:: Supplied entries ::

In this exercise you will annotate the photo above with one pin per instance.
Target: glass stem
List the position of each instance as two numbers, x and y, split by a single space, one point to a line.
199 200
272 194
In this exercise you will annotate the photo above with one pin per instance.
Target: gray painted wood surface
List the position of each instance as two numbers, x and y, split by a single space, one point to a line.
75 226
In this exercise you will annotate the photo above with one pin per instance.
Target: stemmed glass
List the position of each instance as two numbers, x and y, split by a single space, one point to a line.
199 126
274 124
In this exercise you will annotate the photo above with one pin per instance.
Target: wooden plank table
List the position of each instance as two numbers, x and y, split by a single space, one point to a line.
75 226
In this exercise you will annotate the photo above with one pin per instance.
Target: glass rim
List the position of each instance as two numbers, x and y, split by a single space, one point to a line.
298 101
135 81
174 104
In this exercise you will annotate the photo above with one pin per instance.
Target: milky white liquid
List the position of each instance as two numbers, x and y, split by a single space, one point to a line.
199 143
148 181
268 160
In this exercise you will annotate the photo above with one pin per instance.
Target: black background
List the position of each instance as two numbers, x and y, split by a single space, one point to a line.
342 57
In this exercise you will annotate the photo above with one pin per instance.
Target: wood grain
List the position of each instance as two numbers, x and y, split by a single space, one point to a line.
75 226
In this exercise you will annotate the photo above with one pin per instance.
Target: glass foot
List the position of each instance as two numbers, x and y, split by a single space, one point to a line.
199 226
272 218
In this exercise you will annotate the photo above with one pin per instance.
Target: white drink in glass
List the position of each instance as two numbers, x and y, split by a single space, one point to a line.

:::

● Exercise goal: Extract all of the material exactly as it is written.

● Written reply:
In this exercise you will annotate the photo above with one pin per instance.
Target: glass stem
List the position of each instance as two numbers, x and y, split by a single space, one point to a line.
199 200
272 194
In this exercise you will annotate the photo above with one pin per instance.
Target: gray painted wood surface
List the position of each instance as two numbers, x and y, split by a single space, one point to a line.
75 226
In this exercise you will annotate the photo above with one pin per instance.
Target: stemmed glass
List the position of each instance as two numbers, x and y, split by a single space, one point to a line.
199 126
274 124
In this exercise you will annotate the photo above with one pin per instance.
Target: wooden plank table
List the position of each instance as two numbers, x and y, split by a single space, one point to a line.
75 226
In this exercise you will annotate the photo above with one pin per instance.
Target: glass rim
List the position of each instance as two numbers, x and y, split by a single space, one point to a line.
298 101
135 81
174 104
In this exercise you will annotate the photo above with one pin per instance.
Target: milky white liquid
List the position of each instance as two numbers, x and y, split by a single space, one point to a line.
199 143
148 181
268 160
In this exercise you will annotate the photo above with one pin per instance.
Target: black background
List the position of each instance as two numbers, x and y, split by a single space, one point to a line.
342 57
In this exercise you will annotate the photo above with one pin per instance.
Target: wood grain
List the position of each instance as two numbers, x and y, split by a single space, one point to a line.
75 226
In this exercise you will annotate the photo above with one pin per instance.
Target: glass foot
List the position of each instance as two numbers, x and y, split by a single space, one point to a line.
199 226
272 218
In this exercise you will annotate the photo above with one pin per instance.
Target: white drink in glass
List the position of each instance as two numbers, x and y, split by a single space, one point to a line.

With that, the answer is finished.